Stated exercise:
Please reproduce in full the material from the line that contains "Annotation guideline. For every instance of the table" through the line that contains "[(117, 206)]", with both lines included. Scale every coordinate in the answer lists by 1.15 and round to whole numbers, rounding halves up.

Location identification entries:

● ● ● ● ●

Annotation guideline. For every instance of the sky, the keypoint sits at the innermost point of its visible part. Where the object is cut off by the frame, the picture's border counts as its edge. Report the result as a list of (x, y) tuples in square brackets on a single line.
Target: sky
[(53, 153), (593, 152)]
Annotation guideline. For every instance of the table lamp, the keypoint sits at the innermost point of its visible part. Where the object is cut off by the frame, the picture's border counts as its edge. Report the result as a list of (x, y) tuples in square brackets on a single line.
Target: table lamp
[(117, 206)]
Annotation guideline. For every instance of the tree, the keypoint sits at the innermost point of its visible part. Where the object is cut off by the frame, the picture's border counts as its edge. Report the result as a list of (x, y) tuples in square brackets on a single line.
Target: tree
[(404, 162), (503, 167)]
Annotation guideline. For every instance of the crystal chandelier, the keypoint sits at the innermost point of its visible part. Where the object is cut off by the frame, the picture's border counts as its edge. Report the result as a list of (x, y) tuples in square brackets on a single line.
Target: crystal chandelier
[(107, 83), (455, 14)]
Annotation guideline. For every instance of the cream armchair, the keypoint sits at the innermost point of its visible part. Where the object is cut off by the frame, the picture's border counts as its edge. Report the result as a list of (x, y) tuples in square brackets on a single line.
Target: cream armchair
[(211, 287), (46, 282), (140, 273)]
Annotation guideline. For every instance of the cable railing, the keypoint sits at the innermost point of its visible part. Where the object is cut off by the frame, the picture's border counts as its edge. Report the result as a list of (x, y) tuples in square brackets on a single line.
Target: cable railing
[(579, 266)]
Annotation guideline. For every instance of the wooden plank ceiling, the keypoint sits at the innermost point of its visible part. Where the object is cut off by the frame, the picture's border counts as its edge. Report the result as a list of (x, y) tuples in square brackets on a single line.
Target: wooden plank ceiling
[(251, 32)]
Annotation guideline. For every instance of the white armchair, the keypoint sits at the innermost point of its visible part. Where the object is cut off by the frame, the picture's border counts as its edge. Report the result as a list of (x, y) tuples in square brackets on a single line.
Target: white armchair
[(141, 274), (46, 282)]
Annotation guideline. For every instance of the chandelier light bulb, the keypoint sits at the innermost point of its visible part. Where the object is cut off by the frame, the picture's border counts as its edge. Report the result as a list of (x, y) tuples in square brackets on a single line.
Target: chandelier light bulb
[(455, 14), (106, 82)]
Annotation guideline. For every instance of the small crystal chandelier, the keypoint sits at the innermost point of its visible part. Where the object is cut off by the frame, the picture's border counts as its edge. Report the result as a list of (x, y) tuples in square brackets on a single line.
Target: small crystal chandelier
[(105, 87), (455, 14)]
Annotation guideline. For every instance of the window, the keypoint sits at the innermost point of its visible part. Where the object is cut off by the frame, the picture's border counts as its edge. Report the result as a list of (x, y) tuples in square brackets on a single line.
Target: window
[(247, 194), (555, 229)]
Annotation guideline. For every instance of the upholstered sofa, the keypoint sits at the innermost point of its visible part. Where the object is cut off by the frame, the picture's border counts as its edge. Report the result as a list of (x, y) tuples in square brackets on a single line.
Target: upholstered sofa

● ● ● ● ●

Completed task:
Annotation guideline. For every instance of the table lamp, the keypoint sits at the innermost point of its visible part. Where the object is cut off by the frame, the picture's border counts as its edge. Report the result as a list of (x, y) tuples in square brackets on a single line.
Target: table lamp
[(135, 237)]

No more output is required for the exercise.